----- Texto fuente -----

Alfonsina Storni fue una de esas voces que marcaron un antes y un después en la poesía hispanoamericana. Nació en 1892 en Capriasca, Suiza, pero siendo niña llegó con su familia a la Argentina, el país en el que crecería y dejaría su huella más profunda. Desde muy joven conoció las privaciones y la lucha diaria por sobrevivir, lo que moldeó una sensibilidad aguda frente al dolor humano.
Su infancia y juventud estuvieron atravesadas por la necesidad. Fue maestra, actriz y periodista, oficios que le permitieron sostenerse y expresarse. En todos ellos buscó una forma de trascender lo cotidiano a través de la palabra. Esa búsqueda, a la vez estética y vital, sería su modo de resistir ante las adversidades.
En 1916 publicó La inquietud del rosal, su primer libro de poemas, con el que comenzó una carrera literaria que la situó entre las grandes figuras del modernismo y las corrientes posteriores. A diferencia de muchos de sus contemporáneos, Alfonsina escribió sobre la mujer, la libertad, el deseo y el sufrimiento con una franqueza que escandalizó a su tiempo.
Su obra es una radiografía emocional. Cada verso de Storni parece escrito desde una herida abierta: la soledad, el amor frustrado, la maternidad sin apoyo, el paso implacable del tiempo. En esos temas íntimos resonaba la experiencia de tantas mujeres silenciadas, lo que convirtió su poesía en un espejo colectivo.

-----

Tarea: ¿Puedes transcribir sin cambios el fragmento del texto sobre Alfonsina Storni que comienza con "En 1916 publicó" y sigue hasta "a su tiempo."? Los registros provienen de otra fuente distinta de este texto.

----- Registros -----

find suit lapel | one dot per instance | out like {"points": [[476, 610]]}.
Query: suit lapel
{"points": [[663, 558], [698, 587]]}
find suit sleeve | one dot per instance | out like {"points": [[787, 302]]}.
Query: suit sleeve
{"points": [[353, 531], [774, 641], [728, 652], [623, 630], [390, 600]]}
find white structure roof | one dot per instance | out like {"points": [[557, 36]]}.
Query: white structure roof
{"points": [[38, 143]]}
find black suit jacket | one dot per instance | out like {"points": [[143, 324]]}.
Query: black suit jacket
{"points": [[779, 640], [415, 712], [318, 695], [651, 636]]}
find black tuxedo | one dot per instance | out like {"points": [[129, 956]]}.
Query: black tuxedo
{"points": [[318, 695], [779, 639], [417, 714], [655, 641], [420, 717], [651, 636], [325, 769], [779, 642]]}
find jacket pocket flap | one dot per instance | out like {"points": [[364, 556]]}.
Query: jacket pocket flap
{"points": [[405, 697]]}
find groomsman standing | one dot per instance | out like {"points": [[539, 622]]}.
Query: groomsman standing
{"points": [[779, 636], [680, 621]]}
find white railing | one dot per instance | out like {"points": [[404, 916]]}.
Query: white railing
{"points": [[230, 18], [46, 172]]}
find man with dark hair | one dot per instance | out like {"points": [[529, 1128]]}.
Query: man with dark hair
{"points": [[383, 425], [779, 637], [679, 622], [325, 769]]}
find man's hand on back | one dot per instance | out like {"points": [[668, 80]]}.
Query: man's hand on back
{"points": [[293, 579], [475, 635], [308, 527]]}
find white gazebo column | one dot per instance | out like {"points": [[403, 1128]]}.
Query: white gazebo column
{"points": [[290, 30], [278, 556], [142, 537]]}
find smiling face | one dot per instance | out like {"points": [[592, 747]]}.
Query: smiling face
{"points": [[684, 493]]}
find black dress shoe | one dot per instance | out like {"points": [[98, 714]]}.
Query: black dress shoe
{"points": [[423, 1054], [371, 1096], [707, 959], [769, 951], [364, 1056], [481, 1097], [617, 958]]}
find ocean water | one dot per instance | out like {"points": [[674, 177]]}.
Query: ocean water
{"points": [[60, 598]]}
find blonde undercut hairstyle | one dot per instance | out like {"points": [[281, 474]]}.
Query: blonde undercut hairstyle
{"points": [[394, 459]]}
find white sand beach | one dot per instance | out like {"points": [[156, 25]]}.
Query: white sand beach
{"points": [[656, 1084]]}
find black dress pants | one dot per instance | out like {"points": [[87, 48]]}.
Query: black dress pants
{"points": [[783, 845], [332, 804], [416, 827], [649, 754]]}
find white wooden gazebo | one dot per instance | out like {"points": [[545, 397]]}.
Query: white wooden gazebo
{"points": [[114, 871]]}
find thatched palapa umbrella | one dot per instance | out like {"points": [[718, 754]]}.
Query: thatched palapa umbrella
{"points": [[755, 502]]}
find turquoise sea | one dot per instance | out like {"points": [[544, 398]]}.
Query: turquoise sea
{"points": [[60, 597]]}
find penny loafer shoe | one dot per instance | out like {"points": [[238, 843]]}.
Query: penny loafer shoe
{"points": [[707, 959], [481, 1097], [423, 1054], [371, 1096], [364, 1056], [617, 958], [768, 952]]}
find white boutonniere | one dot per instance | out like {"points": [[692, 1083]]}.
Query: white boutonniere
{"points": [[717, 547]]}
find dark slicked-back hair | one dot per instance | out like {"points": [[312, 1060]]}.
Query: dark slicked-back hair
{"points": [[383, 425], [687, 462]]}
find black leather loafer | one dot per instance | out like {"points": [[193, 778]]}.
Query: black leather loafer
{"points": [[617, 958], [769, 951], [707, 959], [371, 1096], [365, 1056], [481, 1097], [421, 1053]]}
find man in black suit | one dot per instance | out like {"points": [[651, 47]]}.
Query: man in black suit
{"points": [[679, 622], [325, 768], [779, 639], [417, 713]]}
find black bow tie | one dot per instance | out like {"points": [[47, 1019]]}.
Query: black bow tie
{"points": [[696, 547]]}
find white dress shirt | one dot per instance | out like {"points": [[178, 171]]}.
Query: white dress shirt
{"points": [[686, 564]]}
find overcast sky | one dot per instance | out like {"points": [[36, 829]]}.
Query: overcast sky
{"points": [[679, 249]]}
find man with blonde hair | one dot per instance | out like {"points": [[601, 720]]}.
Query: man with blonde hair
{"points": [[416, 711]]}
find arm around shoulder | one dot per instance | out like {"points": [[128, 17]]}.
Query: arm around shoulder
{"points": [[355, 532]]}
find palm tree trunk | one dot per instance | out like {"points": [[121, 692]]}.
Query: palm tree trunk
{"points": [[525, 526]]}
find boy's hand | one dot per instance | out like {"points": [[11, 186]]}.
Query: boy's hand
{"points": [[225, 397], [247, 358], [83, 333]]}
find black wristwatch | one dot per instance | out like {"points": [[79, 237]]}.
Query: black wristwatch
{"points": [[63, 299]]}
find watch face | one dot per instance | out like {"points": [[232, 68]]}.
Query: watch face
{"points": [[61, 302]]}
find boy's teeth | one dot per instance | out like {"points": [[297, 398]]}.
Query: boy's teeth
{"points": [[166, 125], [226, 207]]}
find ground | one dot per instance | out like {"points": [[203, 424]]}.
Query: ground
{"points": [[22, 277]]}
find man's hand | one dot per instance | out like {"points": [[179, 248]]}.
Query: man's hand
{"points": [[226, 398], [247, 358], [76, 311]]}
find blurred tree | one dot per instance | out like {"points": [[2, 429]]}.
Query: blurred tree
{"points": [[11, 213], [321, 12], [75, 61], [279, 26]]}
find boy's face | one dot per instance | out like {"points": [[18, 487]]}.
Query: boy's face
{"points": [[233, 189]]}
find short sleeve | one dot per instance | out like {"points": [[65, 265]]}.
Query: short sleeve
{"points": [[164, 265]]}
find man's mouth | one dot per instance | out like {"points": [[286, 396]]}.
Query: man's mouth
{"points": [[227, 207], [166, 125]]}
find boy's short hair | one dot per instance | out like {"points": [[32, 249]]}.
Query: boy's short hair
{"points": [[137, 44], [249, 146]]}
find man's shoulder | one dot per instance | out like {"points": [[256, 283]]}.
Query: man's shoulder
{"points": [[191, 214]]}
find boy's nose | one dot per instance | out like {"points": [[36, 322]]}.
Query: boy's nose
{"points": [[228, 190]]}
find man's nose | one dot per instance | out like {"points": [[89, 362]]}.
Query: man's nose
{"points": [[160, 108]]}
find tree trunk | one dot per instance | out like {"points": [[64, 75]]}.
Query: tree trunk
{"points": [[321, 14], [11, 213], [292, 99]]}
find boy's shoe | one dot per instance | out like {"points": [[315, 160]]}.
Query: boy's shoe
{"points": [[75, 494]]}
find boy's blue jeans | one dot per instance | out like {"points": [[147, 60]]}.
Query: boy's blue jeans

-----

Respuesta esperada:
En 1916 publicó La inquietud del rosal, su primer libro de poemas, con el que comenzó una carrera literaria que la situó entre las grandes figuras del modernismo y las corrientes posteriores. A diferencia de muchos de sus contemporáneos, Alfonsina escribió sobre la mujer, la libertad, el deseo y el sufrimiento con una franqueza que escandalizó a su tiempo.